Gather every line of the records below that contains the word "sink", and copy each of those lines in full.

- _Source records_
## Begin
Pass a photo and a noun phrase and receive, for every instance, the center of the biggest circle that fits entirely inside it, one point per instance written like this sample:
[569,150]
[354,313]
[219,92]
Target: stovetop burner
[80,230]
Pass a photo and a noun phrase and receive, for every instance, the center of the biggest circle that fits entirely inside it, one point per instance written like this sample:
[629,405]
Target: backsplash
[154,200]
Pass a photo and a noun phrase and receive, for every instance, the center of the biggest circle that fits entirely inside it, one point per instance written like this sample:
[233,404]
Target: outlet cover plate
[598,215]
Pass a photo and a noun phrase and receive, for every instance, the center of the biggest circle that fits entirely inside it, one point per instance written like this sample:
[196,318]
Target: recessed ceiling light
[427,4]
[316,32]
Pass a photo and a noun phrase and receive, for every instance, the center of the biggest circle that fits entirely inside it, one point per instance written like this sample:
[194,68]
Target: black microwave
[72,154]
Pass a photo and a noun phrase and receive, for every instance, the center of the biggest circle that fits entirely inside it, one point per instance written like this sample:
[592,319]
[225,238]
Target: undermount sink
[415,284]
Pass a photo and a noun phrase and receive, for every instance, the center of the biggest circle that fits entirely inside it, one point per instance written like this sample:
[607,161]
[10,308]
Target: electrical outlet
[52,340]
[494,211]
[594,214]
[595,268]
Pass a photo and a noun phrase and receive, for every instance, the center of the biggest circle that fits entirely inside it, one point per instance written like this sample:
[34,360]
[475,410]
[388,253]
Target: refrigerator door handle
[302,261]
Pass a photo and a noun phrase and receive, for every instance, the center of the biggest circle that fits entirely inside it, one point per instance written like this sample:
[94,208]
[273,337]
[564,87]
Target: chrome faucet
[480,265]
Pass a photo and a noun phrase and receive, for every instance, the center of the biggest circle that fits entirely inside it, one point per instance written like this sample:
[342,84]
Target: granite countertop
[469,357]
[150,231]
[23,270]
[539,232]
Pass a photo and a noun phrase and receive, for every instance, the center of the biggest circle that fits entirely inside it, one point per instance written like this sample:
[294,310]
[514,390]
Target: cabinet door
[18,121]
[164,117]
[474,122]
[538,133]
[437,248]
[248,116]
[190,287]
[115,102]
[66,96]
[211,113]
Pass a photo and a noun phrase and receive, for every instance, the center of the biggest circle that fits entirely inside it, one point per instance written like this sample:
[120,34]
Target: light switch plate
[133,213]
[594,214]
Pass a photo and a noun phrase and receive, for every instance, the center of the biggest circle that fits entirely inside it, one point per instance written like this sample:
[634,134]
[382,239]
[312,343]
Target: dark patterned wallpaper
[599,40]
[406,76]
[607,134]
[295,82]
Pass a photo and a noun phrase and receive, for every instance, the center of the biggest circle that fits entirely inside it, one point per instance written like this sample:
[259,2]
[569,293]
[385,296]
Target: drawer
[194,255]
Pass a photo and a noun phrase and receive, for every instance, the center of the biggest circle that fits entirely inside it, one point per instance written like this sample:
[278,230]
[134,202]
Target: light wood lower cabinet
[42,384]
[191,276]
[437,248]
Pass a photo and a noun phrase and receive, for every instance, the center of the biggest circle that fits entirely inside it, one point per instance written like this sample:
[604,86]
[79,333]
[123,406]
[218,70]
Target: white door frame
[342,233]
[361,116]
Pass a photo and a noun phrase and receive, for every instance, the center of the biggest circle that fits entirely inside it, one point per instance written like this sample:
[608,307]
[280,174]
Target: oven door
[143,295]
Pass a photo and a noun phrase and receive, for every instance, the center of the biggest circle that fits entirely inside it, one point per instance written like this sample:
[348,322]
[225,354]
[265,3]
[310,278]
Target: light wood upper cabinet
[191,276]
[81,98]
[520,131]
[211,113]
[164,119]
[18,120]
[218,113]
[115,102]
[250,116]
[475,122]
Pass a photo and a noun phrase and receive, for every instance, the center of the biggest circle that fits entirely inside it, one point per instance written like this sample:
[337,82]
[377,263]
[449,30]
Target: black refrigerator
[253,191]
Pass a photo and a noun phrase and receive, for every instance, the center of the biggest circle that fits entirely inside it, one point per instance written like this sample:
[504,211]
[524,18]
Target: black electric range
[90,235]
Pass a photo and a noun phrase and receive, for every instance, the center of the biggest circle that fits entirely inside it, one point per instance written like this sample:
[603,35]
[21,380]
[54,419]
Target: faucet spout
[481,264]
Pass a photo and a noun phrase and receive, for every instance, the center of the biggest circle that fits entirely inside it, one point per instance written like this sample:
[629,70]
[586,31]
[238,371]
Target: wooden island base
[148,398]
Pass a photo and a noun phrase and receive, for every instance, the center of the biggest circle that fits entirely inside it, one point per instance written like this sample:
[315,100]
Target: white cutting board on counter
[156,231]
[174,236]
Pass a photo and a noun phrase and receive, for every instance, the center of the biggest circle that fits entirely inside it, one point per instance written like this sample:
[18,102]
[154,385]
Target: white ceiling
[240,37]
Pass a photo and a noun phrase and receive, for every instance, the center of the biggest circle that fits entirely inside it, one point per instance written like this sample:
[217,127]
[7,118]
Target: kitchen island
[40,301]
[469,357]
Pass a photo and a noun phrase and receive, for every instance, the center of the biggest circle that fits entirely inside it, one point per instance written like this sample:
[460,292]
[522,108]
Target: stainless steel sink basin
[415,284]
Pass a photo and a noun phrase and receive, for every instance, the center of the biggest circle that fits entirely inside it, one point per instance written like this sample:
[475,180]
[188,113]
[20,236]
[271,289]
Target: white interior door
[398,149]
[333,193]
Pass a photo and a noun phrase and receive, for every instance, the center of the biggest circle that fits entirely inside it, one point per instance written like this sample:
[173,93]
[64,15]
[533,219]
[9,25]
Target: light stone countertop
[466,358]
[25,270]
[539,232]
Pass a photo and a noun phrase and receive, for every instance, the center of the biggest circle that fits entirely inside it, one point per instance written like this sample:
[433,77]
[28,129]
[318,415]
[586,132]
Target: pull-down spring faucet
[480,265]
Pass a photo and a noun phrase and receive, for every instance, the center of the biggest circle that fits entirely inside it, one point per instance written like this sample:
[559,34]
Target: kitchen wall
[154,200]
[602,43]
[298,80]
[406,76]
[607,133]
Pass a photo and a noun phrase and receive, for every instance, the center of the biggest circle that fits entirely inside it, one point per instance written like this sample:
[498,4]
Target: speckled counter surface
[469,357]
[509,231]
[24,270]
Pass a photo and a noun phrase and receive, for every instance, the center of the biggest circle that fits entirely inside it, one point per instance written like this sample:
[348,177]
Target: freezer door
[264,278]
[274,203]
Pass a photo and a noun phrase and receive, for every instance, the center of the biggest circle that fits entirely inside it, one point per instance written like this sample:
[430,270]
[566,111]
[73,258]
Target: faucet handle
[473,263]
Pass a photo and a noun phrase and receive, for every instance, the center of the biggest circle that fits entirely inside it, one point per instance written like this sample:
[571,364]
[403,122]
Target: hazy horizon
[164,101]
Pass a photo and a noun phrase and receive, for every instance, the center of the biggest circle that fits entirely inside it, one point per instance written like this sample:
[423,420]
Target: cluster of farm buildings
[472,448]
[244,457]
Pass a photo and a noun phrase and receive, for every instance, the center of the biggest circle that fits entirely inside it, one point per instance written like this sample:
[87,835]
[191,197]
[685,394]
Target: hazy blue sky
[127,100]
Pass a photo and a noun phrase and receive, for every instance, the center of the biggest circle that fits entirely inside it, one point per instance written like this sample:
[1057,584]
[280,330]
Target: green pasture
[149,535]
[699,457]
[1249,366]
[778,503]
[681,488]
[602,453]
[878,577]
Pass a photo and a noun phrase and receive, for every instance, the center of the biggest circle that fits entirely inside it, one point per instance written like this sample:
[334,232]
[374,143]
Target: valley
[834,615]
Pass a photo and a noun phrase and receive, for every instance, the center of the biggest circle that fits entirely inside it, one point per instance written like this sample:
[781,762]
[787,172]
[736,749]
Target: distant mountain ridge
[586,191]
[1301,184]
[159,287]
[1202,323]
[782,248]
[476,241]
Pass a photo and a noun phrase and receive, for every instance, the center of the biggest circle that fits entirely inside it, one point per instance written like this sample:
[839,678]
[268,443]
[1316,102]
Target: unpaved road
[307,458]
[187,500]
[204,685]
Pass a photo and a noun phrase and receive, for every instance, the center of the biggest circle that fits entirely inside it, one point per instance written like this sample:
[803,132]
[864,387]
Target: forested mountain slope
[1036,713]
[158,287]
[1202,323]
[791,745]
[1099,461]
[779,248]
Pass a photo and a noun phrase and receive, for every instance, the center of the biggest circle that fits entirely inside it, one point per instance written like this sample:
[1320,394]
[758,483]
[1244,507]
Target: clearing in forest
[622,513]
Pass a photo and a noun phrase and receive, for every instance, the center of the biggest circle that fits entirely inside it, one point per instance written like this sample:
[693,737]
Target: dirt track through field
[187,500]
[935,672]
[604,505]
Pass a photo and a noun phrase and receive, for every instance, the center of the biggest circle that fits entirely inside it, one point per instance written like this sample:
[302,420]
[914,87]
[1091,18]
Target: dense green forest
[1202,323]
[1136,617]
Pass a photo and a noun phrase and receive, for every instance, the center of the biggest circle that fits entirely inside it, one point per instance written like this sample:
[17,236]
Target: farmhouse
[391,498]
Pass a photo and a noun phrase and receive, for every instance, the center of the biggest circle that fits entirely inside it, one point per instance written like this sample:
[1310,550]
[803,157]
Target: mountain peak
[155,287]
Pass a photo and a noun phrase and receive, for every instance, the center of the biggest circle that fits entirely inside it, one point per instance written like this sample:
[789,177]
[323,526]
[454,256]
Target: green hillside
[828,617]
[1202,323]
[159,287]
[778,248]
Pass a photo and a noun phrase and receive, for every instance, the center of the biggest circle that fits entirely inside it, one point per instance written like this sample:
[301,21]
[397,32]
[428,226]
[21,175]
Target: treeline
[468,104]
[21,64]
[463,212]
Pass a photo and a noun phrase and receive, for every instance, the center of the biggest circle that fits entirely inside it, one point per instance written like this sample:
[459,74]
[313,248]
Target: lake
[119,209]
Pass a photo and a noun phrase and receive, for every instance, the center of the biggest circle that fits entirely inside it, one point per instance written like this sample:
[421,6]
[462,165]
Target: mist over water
## End
- _Full output_
Target: undermount sink
Target: stainless steel sink basin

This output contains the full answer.